— Work to complete —
Each line below that contains "negative" counts once; report the total and nothing more.

▬▬▬▬▬▬

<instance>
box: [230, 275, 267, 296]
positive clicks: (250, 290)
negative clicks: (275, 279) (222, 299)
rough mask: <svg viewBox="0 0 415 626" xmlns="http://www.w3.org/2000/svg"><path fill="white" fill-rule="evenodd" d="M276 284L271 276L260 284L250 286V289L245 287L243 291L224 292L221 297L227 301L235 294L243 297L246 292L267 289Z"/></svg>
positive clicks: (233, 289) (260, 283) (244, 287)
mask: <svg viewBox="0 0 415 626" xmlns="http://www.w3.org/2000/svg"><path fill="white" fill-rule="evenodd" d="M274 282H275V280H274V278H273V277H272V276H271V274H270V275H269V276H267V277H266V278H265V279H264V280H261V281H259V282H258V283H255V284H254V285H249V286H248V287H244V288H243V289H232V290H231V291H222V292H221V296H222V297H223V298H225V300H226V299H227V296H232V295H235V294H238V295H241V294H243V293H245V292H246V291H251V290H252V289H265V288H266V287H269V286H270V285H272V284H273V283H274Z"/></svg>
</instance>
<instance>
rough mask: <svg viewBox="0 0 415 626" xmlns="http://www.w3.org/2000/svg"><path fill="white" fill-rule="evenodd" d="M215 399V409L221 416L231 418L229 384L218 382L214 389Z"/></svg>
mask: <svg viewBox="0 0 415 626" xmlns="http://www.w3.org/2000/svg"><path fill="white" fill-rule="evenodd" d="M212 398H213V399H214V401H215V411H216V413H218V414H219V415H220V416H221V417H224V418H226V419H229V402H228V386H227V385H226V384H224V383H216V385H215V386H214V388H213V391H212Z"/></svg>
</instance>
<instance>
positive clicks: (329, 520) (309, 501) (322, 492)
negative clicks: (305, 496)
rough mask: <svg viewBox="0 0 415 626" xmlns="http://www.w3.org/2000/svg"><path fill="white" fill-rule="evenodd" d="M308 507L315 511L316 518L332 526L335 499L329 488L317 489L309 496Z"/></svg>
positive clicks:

▬▬▬▬▬▬

— Output —
2